#### FRAGMENTO ####
Trump y el fin de una época

Mateo Rosales Leygue
Mateo Rosales Leygue

La nueva presidencia de Donald Trump es un acontecimiento significativo en la historia de la democracia de Estados Unidos y un giro importante en el plano de las relaciones internacionales para los países que conforman el espacio Occidental y para aquellos que pretenden desplazarlo.

En este enrevesado y desordenado momento en el que se encuentra la reconfiguración del orden global, más allá de las cercanías o antípodas ideológicas, cabe una verdad que no es baladí: con este hito se escenifica de manera más directa e indubitable el fin de una época.

La realidad supera a la ficción. El mundo basado en reglas, en un orden orientado a la democracia liberal, que decidió después del fin de la II Guerra mundial ser la alternativa al trauma histórico y sus posteriores efectos, está en franco deterioro. Con Trump en la presidencia no solo Europa queda al margen como socio estratégico (Hispanoamérica siempre lo estuvo), el mundo en sí ha dejado de ser una prioridad, a excepción de China, que ya tiene hace tiempo sus inexpugnables redes desplegadas en todo el mundo y al que Estados Unidos observa como la única amenaza seria a sus intereses (DeepSeek es el caso reciente más evidente de la nueva pugna en el plano de la innovación y la tecnología).
#### LÍNEAS EXTRAÍDAS ####
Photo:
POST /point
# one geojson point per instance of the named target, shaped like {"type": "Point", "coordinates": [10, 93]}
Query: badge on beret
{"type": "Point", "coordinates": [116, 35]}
####
_INDICACIONES Y REQUISITOS_
Copia otra vez la parte del fragmento que empieza con "La nueva presidencia" y llega hasta "que pretenden desplazarlo.", pero cambia "Estados Unidos" por "EE. UU.".

_RESULTADO FINAL_
La nueva presidencia de Donald Trump es un acontecimiento significativo en la historia de la democracia de EE. UU. y un giro importante en el plano de las relaciones internacionales para los países que conforman el espacio Occidental y para aquellos que pretenden desplazarlo.